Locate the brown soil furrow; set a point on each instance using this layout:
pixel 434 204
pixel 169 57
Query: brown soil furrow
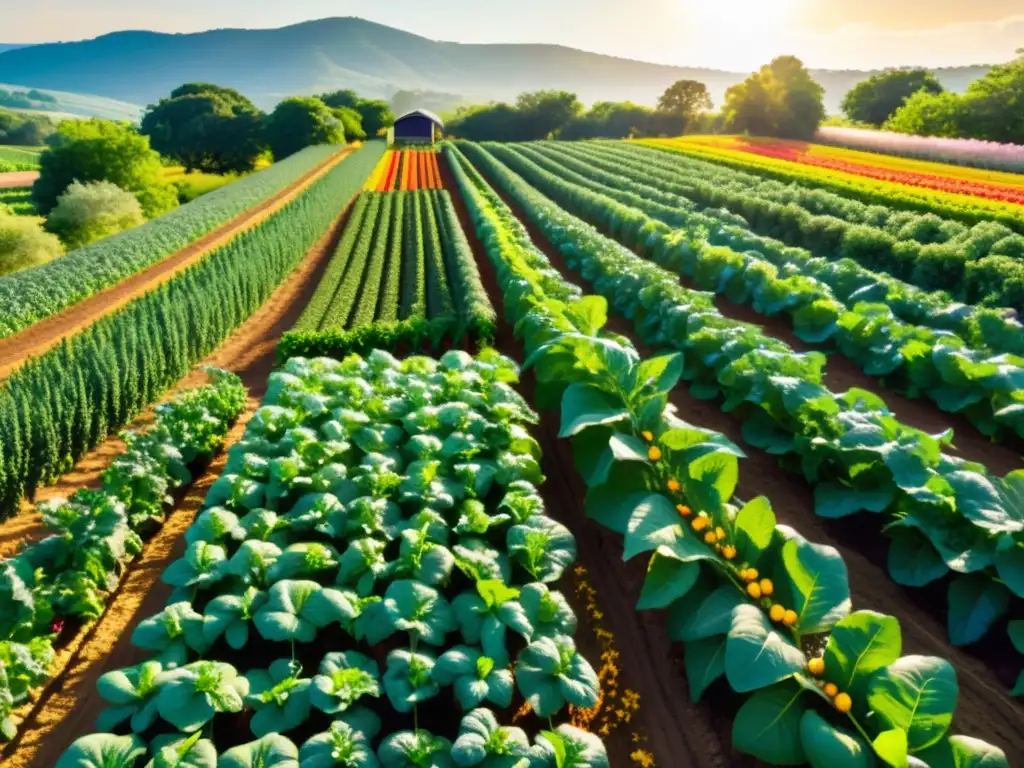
pixel 68 708
pixel 680 733
pixel 985 709
pixel 46 334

※ ※ ※

## EXERCISE INSTRUCTIONS
In your transcription of the listing above, match each line exactly and include no pictures.

## OUTPUT
Locate the brown soil furrow; set a point on each instance using this layout:
pixel 434 204
pixel 169 57
Query: brown soil furrow
pixel 68 708
pixel 680 733
pixel 985 709
pixel 46 334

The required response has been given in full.